__THE REQUEST__. Write out, unchanged, the lines from the one holding "Every instance of the dog paw" to the close of the listing. Both the first and last lines belong in it.

>> Start DATA

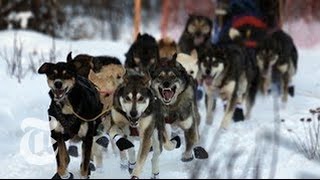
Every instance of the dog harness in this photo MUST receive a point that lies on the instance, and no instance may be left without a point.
(69, 107)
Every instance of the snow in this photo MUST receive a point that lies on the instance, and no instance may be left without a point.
(25, 140)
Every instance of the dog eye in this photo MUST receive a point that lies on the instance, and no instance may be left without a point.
(205, 29)
(191, 28)
(127, 98)
(140, 99)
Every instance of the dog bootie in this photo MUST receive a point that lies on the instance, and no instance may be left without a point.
(238, 114)
(131, 167)
(103, 141)
(124, 165)
(291, 91)
(178, 140)
(73, 151)
(122, 143)
(199, 94)
(68, 176)
(92, 167)
(187, 159)
(200, 153)
(155, 176)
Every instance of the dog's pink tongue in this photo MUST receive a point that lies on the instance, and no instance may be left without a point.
(208, 81)
(59, 92)
(168, 94)
(198, 40)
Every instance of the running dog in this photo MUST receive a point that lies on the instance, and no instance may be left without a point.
(176, 90)
(74, 112)
(106, 74)
(136, 109)
(143, 54)
(190, 63)
(226, 73)
(277, 59)
(167, 47)
(197, 33)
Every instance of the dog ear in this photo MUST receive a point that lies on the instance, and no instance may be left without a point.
(92, 76)
(69, 57)
(234, 33)
(146, 78)
(174, 57)
(45, 68)
(194, 54)
(128, 72)
(139, 35)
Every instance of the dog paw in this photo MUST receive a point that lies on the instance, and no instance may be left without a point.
(178, 140)
(103, 141)
(238, 115)
(131, 167)
(124, 144)
(92, 167)
(291, 91)
(155, 176)
(69, 176)
(187, 159)
(200, 153)
(199, 94)
(73, 151)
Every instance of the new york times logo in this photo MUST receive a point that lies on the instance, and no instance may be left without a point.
(36, 143)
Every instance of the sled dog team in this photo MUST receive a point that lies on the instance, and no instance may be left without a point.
(99, 101)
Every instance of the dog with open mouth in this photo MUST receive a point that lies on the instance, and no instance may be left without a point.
(136, 113)
(71, 116)
(106, 74)
(176, 90)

>> End DATA

__WRITTEN REPLY__.
Every instance of the dog paw in this photo MUST receive a point that lies on the instance, and no instance may be left without a point.
(178, 140)
(103, 141)
(238, 115)
(131, 167)
(124, 144)
(92, 167)
(291, 91)
(155, 176)
(69, 176)
(187, 159)
(200, 153)
(199, 94)
(73, 151)
Every instance of the new york times logo in this photo MUST receive a point that lies on the instance, and no instance may be left without a point.
(36, 143)
Every instance of the sled dog team in this photo MUST receive a point that lies on the instance, and no instance may be left without a point.
(99, 101)
Every instance of the dog with open mouth in this photo MUST receive a point that lies on the instance, and no instance may be left without a point.
(136, 113)
(71, 116)
(106, 74)
(176, 90)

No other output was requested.